PROVIDED RECORDS
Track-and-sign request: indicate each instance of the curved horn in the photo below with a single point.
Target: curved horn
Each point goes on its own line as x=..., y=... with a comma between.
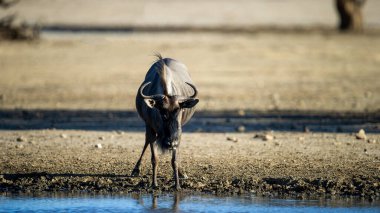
x=149, y=96
x=195, y=90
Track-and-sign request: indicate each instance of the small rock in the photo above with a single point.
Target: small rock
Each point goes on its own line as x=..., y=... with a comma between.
x=265, y=137
x=21, y=139
x=63, y=136
x=361, y=135
x=241, y=112
x=233, y=139
x=240, y=128
x=120, y=132
x=19, y=146
x=268, y=137
x=371, y=140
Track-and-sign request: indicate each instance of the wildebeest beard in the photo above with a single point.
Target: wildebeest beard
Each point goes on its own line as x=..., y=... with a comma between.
x=170, y=134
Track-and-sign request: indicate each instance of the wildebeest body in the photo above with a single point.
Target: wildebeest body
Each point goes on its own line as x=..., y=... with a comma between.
x=165, y=101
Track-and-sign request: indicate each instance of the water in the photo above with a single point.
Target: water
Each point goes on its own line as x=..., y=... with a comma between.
x=175, y=203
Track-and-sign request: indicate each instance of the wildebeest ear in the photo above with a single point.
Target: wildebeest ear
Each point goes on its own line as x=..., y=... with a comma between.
x=150, y=102
x=189, y=103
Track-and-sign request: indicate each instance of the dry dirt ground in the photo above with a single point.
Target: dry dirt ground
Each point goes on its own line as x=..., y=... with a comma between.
x=64, y=94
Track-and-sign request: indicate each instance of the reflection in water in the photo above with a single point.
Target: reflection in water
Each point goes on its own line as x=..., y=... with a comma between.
x=177, y=202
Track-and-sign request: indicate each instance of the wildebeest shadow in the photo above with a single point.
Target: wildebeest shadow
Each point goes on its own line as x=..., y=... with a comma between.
x=203, y=121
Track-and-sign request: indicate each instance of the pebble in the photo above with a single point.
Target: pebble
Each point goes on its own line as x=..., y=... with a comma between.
x=119, y=132
x=240, y=128
x=63, y=136
x=233, y=139
x=32, y=142
x=241, y=112
x=371, y=140
x=19, y=146
x=265, y=137
x=361, y=135
x=268, y=137
x=21, y=139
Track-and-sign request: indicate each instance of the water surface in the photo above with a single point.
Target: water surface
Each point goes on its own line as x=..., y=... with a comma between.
x=175, y=203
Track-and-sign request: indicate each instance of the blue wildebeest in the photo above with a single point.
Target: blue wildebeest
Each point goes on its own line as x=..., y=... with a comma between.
x=165, y=101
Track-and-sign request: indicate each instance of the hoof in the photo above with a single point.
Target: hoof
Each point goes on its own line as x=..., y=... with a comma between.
x=135, y=173
x=155, y=186
x=178, y=188
x=182, y=175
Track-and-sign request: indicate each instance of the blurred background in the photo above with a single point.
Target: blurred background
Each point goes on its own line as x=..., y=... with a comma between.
x=277, y=57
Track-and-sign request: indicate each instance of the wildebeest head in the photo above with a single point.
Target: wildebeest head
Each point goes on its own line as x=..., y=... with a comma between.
x=170, y=108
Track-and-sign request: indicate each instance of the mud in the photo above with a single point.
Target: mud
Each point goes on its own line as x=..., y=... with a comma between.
x=293, y=164
x=63, y=95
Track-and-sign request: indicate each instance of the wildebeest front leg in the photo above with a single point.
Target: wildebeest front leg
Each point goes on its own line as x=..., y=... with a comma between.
x=149, y=138
x=175, y=169
x=154, y=164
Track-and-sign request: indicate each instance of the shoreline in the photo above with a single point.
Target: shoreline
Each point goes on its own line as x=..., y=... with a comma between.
x=290, y=166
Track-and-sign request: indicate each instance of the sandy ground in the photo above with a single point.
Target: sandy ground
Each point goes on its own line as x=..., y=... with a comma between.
x=313, y=89
x=205, y=13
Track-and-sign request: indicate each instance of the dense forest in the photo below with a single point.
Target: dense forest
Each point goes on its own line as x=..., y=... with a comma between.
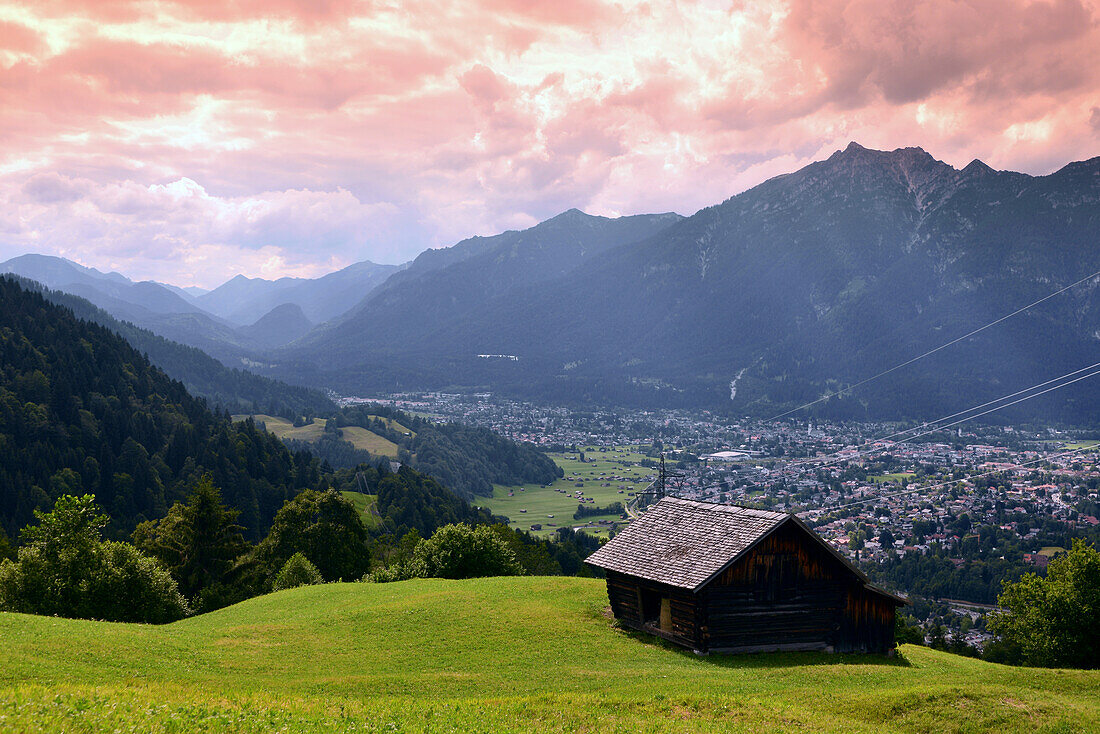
x=83, y=411
x=235, y=391
x=117, y=449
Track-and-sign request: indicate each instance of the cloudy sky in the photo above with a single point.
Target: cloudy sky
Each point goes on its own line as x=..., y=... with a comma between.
x=191, y=140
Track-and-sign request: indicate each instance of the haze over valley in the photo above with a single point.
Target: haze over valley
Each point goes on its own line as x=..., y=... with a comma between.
x=590, y=365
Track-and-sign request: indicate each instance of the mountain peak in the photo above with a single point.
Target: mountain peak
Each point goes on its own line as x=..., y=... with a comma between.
x=571, y=215
x=976, y=167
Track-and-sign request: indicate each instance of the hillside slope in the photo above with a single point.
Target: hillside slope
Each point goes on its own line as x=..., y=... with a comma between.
x=806, y=283
x=490, y=655
x=233, y=390
x=83, y=411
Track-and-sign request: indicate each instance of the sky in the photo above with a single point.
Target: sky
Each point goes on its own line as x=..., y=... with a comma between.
x=188, y=141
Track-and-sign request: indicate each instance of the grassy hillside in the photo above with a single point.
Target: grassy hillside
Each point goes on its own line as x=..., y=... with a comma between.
x=361, y=438
x=528, y=654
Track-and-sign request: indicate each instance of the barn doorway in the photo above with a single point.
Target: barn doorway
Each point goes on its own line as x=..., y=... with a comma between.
x=656, y=610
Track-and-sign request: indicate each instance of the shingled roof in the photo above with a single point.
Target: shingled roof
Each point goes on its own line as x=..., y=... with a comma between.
x=681, y=543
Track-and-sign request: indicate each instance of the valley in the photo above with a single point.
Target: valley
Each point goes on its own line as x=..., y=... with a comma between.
x=487, y=655
x=607, y=475
x=361, y=438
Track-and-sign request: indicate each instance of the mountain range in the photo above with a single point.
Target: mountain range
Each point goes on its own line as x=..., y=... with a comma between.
x=803, y=285
x=239, y=319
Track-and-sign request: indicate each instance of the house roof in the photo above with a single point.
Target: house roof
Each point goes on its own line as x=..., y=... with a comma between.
x=682, y=543
x=685, y=544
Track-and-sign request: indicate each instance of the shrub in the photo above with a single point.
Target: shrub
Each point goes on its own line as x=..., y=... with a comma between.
x=1054, y=622
x=66, y=569
x=322, y=525
x=297, y=572
x=461, y=551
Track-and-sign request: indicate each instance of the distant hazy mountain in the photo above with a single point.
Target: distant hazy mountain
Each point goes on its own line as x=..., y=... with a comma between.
x=806, y=283
x=233, y=335
x=231, y=389
x=282, y=325
x=94, y=285
x=244, y=299
x=443, y=285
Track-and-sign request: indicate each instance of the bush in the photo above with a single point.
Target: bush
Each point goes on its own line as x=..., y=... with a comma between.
x=1053, y=622
x=395, y=572
x=297, y=572
x=461, y=551
x=66, y=569
x=322, y=525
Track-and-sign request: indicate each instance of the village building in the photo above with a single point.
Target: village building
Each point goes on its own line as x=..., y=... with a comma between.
x=726, y=579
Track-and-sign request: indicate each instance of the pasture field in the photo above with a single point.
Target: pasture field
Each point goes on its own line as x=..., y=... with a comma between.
x=487, y=655
x=361, y=438
x=603, y=475
x=365, y=507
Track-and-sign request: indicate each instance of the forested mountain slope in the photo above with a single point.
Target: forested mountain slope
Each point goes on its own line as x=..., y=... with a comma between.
x=83, y=411
x=232, y=390
x=807, y=283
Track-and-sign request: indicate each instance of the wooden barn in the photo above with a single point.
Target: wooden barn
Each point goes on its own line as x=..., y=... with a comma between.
x=727, y=579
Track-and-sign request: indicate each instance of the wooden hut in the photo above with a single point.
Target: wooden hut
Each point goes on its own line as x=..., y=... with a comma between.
x=727, y=579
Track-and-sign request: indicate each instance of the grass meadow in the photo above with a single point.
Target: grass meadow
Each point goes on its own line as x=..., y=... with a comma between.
x=605, y=477
x=361, y=438
x=487, y=655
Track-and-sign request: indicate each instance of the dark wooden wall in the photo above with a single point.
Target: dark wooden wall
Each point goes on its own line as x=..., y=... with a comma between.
x=788, y=593
x=625, y=595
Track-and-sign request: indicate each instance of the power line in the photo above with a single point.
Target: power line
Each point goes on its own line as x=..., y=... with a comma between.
x=836, y=457
x=933, y=351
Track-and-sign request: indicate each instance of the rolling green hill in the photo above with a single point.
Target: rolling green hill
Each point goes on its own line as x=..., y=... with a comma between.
x=520, y=654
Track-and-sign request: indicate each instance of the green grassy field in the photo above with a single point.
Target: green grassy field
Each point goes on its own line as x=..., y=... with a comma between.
x=365, y=506
x=597, y=478
x=361, y=438
x=490, y=655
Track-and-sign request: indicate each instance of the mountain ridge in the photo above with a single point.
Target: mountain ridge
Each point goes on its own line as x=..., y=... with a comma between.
x=820, y=276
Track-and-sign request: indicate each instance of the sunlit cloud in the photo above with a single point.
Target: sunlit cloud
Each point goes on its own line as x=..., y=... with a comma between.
x=190, y=140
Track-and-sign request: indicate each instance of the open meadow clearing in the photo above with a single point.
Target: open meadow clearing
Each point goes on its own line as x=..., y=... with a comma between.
x=487, y=655
x=607, y=474
x=361, y=438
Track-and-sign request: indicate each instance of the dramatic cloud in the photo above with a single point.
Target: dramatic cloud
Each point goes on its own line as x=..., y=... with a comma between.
x=188, y=140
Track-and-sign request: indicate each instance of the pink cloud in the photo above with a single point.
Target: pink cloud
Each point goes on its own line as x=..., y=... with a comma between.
x=253, y=130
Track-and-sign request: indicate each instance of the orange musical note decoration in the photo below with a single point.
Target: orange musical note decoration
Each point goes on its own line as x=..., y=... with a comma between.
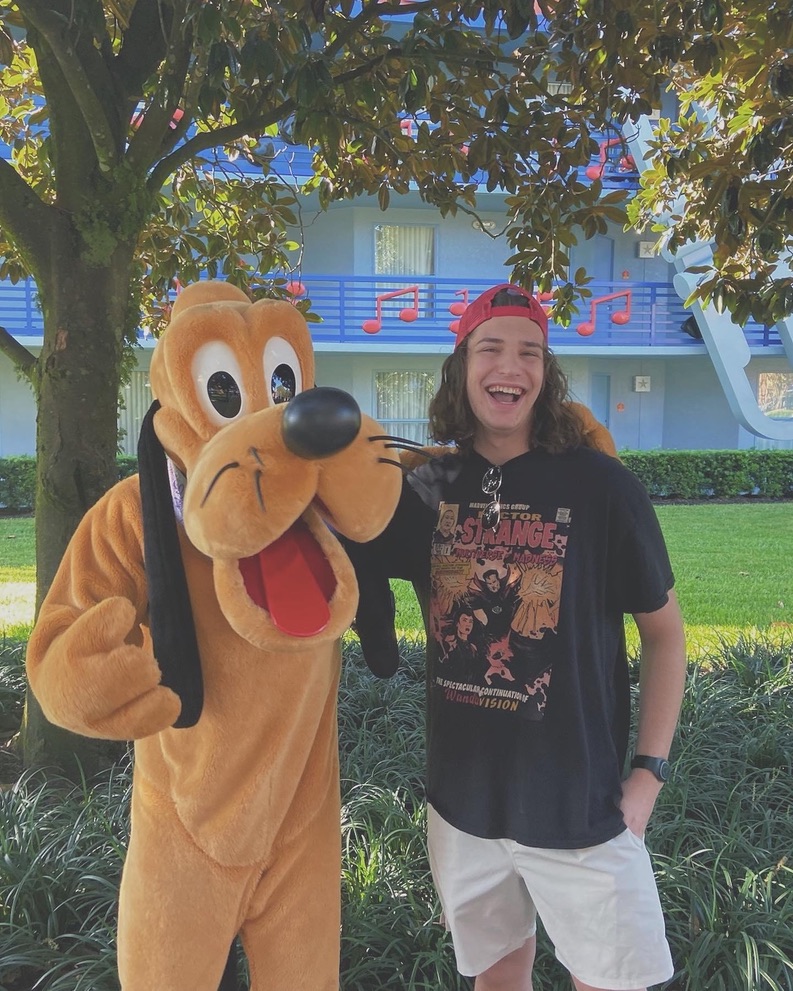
x=620, y=317
x=457, y=308
x=625, y=164
x=408, y=314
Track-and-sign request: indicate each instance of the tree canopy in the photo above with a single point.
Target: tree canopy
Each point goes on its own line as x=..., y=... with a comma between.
x=129, y=123
x=158, y=99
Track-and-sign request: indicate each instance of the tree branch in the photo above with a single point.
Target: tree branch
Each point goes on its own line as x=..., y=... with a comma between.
x=215, y=139
x=56, y=30
x=22, y=359
x=144, y=44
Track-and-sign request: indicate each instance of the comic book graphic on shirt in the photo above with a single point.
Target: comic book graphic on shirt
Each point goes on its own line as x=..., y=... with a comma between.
x=494, y=605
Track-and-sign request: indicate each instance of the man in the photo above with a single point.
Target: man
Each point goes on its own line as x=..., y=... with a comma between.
x=528, y=815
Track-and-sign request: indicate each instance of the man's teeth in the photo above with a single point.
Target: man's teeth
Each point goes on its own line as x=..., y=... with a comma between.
x=505, y=390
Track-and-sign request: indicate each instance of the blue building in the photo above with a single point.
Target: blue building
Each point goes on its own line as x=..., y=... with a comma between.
x=390, y=285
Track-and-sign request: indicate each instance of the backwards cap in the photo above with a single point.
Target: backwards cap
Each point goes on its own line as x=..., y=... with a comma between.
x=483, y=308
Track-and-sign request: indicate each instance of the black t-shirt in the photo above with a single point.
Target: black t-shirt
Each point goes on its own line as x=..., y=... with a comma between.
x=528, y=697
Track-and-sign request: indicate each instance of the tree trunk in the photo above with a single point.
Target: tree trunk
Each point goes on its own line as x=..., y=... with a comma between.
x=86, y=312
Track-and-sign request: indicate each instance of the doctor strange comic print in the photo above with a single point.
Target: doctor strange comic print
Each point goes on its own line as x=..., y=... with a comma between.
x=494, y=605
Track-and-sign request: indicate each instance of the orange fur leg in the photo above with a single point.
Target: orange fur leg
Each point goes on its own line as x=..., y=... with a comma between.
x=179, y=911
x=291, y=937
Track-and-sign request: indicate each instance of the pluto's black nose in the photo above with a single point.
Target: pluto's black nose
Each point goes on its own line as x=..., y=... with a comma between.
x=320, y=422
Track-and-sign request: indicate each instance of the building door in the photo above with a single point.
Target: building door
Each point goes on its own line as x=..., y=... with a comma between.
x=600, y=398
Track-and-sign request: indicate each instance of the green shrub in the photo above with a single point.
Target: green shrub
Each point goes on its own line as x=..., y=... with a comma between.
x=18, y=483
x=713, y=474
x=721, y=839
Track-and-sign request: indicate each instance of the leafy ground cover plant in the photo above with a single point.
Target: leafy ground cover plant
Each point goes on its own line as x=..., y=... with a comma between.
x=721, y=840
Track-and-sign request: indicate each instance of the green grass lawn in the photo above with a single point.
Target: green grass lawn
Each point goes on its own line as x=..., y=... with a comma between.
x=732, y=563
x=17, y=574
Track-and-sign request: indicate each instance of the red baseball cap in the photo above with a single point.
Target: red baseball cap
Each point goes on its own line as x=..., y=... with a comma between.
x=483, y=309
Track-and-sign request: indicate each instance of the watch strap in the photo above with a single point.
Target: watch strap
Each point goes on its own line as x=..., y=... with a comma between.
x=659, y=766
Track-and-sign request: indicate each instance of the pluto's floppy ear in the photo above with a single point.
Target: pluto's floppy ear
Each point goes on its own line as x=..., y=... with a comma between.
x=170, y=614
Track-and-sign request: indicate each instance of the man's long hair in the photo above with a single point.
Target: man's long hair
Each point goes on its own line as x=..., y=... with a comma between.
x=554, y=426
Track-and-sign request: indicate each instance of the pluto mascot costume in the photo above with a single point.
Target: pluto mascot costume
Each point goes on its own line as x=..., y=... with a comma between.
x=197, y=611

WHAT THIS TASK INVOLVES
Print the lines of the data starting at the line containing "Track-and-sign request: indicate each instance of the rolling" and ending at the line containing "x=520, y=654", both included, without changing anything.

TASK ANSWER
Track-and-sign request: indicate each instance of the rolling green hill in the photo above with a single point.
Target: rolling green hill
Each point goes on its own line as x=..., y=... with a comma between.
x=520, y=654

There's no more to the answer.